__Stated exercise__:
Copy the rows below word for word, starting at the line that contains "of the neck" and continuing through the last of the rows, with both ends included.

Point placement rows:
········

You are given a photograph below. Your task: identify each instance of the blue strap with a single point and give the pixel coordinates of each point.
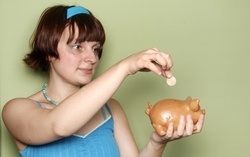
(40, 105)
(109, 110)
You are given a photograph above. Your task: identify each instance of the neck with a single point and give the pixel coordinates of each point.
(55, 92)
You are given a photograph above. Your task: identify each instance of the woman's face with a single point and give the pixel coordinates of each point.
(77, 61)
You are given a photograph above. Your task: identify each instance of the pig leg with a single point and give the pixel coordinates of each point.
(160, 129)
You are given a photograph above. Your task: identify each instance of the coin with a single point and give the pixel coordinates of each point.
(171, 81)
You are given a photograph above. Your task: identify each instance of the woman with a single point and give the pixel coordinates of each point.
(73, 115)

········

__Correct result__:
You are given a photograph above. Your task: identify each instance of the neck with a single point and give the pixel coordinates of each point.
(55, 92)
You are given a photograph above. Your task: identify each instance of the woman's face with a single point and give the pixel coordinates of each point.
(77, 61)
You are given a photograph above. Your task: identify each instance of the pig leg with a single point and give the pixel coordinates of each point.
(160, 129)
You are given a photograph above. Your task: identify each instance of the coin with a single point and give the pixel coordinates of each point.
(171, 81)
You are given a photograph above. Your task: identify each instance of the woman with a single point and give the pixel coordinates of each point.
(73, 115)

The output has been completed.